Data for processing.
☆ ☆ ☆ ☆ ☆
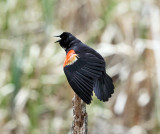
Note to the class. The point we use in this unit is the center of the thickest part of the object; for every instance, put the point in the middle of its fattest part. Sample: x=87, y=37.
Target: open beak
x=57, y=40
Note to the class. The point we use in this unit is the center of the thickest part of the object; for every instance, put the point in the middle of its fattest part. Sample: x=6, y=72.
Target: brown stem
x=80, y=121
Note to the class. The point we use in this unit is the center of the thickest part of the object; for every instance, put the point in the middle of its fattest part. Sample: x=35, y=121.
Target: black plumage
x=85, y=70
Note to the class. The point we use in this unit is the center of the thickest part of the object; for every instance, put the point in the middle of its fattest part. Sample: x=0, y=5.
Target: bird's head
x=66, y=39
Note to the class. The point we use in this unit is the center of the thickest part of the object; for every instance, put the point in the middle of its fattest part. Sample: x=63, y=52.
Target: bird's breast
x=71, y=57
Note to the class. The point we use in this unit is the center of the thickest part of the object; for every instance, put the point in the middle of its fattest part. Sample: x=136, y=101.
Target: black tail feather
x=104, y=87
☆ ☆ ☆ ☆ ☆
Recast the rows as a Markdown table with the columns "Row Number" and "Line", starting with the line that contains "Sample: x=136, y=101." and going on through the end of the rows, omitting any blank lines.

Answer to the problem.
| Row Number | Line |
|---|---|
| 1 | Note to the class. The point we use in this unit is the center of the thickest part of the object; for every instance, put the point in the middle of its fattest part. Sample: x=136, y=101. |
| 2 | Target: black tail feather |
| 3 | x=104, y=87 |